[Dataset records about object locations]
────────

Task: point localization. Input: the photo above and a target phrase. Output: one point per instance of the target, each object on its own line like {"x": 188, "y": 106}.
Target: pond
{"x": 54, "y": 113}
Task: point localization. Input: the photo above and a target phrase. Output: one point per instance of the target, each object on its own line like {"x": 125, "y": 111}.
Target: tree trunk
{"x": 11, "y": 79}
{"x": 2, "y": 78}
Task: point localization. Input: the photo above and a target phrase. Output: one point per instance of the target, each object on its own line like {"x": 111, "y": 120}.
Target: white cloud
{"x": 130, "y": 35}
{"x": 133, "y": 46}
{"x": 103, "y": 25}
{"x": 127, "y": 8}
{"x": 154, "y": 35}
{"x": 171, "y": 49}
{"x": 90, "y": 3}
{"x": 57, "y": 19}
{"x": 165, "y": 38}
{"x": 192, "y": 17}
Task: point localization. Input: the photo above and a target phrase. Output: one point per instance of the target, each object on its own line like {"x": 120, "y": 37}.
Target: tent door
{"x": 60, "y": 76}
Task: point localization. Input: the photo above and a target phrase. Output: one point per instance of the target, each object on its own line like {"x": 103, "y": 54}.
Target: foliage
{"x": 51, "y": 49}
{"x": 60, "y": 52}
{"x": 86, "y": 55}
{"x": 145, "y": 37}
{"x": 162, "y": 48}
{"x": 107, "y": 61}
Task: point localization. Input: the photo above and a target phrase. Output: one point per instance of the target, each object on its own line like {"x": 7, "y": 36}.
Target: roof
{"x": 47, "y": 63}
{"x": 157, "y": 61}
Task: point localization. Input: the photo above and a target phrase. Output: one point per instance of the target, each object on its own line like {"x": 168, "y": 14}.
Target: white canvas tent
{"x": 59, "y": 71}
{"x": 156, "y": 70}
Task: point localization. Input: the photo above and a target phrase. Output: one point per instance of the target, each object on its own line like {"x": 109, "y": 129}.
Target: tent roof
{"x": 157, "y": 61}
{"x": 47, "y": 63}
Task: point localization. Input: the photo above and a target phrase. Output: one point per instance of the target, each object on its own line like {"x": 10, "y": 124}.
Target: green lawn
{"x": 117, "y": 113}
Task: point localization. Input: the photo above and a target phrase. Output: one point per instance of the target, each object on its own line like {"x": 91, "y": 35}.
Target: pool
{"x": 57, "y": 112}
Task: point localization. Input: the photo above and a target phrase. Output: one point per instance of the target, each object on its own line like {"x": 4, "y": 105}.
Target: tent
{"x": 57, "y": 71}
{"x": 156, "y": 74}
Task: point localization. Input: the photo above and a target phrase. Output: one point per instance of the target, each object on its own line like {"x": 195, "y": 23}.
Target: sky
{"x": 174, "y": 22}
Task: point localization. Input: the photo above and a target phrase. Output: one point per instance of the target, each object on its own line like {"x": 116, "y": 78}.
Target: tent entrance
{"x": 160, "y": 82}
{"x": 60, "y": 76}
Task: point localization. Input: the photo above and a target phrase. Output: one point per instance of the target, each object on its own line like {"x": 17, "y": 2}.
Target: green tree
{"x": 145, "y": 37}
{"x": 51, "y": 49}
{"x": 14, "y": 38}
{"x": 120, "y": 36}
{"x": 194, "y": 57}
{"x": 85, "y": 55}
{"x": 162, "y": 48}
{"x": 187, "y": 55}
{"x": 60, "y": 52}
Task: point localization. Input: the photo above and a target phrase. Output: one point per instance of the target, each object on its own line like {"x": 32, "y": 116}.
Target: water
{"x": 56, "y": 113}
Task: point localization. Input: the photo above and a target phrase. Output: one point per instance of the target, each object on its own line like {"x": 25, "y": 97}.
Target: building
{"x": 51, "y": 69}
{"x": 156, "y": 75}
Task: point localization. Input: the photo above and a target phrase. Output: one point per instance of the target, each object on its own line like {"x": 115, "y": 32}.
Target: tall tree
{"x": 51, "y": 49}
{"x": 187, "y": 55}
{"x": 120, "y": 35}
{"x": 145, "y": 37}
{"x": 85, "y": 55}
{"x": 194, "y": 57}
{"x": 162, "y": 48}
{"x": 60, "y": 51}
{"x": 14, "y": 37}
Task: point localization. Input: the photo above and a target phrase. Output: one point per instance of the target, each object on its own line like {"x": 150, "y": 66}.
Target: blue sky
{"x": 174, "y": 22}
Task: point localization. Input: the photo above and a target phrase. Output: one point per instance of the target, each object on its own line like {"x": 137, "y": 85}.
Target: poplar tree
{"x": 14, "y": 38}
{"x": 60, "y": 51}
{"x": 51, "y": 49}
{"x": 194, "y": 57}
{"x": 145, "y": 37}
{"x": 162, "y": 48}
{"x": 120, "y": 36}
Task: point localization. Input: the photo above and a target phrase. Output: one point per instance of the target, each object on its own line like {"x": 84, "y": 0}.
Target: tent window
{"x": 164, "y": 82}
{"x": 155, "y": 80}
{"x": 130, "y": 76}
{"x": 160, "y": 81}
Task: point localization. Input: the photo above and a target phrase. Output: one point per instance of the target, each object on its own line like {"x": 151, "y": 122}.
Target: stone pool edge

────────

Direction:
Using the material above, print every entry exactly as written.

Result of this exercise:
Task: point localization. Input: the photo above and a target phrase. Output: one point per instance of the target, each object on its own line like {"x": 188, "y": 106}.
Target: pond
{"x": 54, "y": 113}
Task: point localization. Input: the photo above and a target phrase. Output: one point per instance of the target, each object on its own line like {"x": 125, "y": 111}.
Target: tree trunk
{"x": 11, "y": 79}
{"x": 2, "y": 78}
Task: point localization. Input: the photo above and a target phrase. Output: one point per instance of the target, each object on its own line like {"x": 111, "y": 120}.
Target: white cloud
{"x": 130, "y": 35}
{"x": 133, "y": 46}
{"x": 103, "y": 25}
{"x": 127, "y": 8}
{"x": 154, "y": 35}
{"x": 171, "y": 49}
{"x": 90, "y": 3}
{"x": 57, "y": 19}
{"x": 165, "y": 38}
{"x": 192, "y": 17}
Task: point localization. Input: the photo above and a target phrase. Output: one point per instance of the target, each object on its own line like {"x": 120, "y": 37}.
Target: tent door
{"x": 60, "y": 76}
Task: point localization. Input: the photo above and a target phrase. Output: one point per instance of the target, each object on its own line like {"x": 103, "y": 54}.
Target: foliage
{"x": 51, "y": 49}
{"x": 60, "y": 52}
{"x": 86, "y": 55}
{"x": 145, "y": 37}
{"x": 162, "y": 48}
{"x": 107, "y": 61}
Task: point localization. Input: the photo above and a target phrase. Output: one point per instance of the target, each object on its own line like {"x": 7, "y": 36}.
Target: roof
{"x": 47, "y": 63}
{"x": 157, "y": 61}
Task: point localization. Input: the photo above and a target phrase. Output: one point per instance of the target, each object on its own line like {"x": 168, "y": 14}.
Target: white canvas tent
{"x": 59, "y": 71}
{"x": 156, "y": 70}
Task: point localization. Input: the photo above and a target phrase. Output: one point per instance of the target, each object on its own line like {"x": 109, "y": 129}.
Target: tent roof
{"x": 157, "y": 61}
{"x": 47, "y": 63}
Task: point localization. Input: the photo above and a target phrase. Output: one point per instance of the target, each object on its own line like {"x": 10, "y": 124}.
Target: green lawn
{"x": 117, "y": 113}
Task: point localization. Input: the photo above and a target phrase. Output: one point per instance of the target, each object on its own line like {"x": 91, "y": 35}.
Target: pool
{"x": 57, "y": 112}
Task: point localization. Input: the photo above and a target phrase. Output: one point per instance of the target, each object on its own line like {"x": 4, "y": 105}.
Target: tent
{"x": 57, "y": 71}
{"x": 156, "y": 74}
Task: point localization. Input: the photo above and a target phrase. Output: one point per instance of the target, each object on its own line like {"x": 195, "y": 23}.
Target: sky
{"x": 174, "y": 22}
Task: point localization. Input: the photo above and a target phrase. Output: one point per instance of the target, each object on its own line like {"x": 116, "y": 78}.
Target: tent entrance
{"x": 160, "y": 82}
{"x": 60, "y": 76}
Task: point localization. Input: the photo above and a target phrase. Output: one point per instance of the target, each object on its own line like {"x": 17, "y": 2}.
Target: green tree
{"x": 145, "y": 37}
{"x": 51, "y": 49}
{"x": 14, "y": 38}
{"x": 120, "y": 36}
{"x": 194, "y": 57}
{"x": 85, "y": 55}
{"x": 162, "y": 48}
{"x": 187, "y": 55}
{"x": 60, "y": 52}
Task: point localization. Input: the photo above and a target phrase. Output: one point per instance of the target, each object on its own line like {"x": 32, "y": 116}.
Target: water
{"x": 56, "y": 113}
Task: point localization. Input: the photo above and a target phrase. Output: one point per instance of the target, each object on its own line like {"x": 25, "y": 97}.
Target: building
{"x": 51, "y": 69}
{"x": 156, "y": 75}
Task: point localization. Input: the photo above and a target phrase. Output: one point per instance of the target, each object on its own line like {"x": 115, "y": 32}.
Target: tall tree
{"x": 51, "y": 49}
{"x": 187, "y": 55}
{"x": 120, "y": 35}
{"x": 145, "y": 37}
{"x": 85, "y": 55}
{"x": 194, "y": 57}
{"x": 162, "y": 48}
{"x": 60, "y": 51}
{"x": 14, "y": 37}
Task: point localization. Input: the photo above and a target phrase. Output: one point per instance of the target, each object on its own line like {"x": 150, "y": 66}.
Target: blue sky
{"x": 174, "y": 22}
Task: point localization. Input: the photo above and a target phrase. Output: one point per instance of the target, each object on its own line like {"x": 137, "y": 85}.
Target: poplar tree
{"x": 14, "y": 38}
{"x": 60, "y": 51}
{"x": 51, "y": 49}
{"x": 194, "y": 57}
{"x": 145, "y": 37}
{"x": 162, "y": 48}
{"x": 120, "y": 36}
Task: point localization. Input: the photo above and a target phrase. Output: one point per instance of the target, each object on its own line like {"x": 84, "y": 0}.
Target: tent window
{"x": 164, "y": 82}
{"x": 155, "y": 80}
{"x": 130, "y": 76}
{"x": 160, "y": 81}
Task: point localization. Input: the photo above and a target phrase. Output: one point per instance of the target, each object on its own line like {"x": 151, "y": 122}.
Target: stone pool edge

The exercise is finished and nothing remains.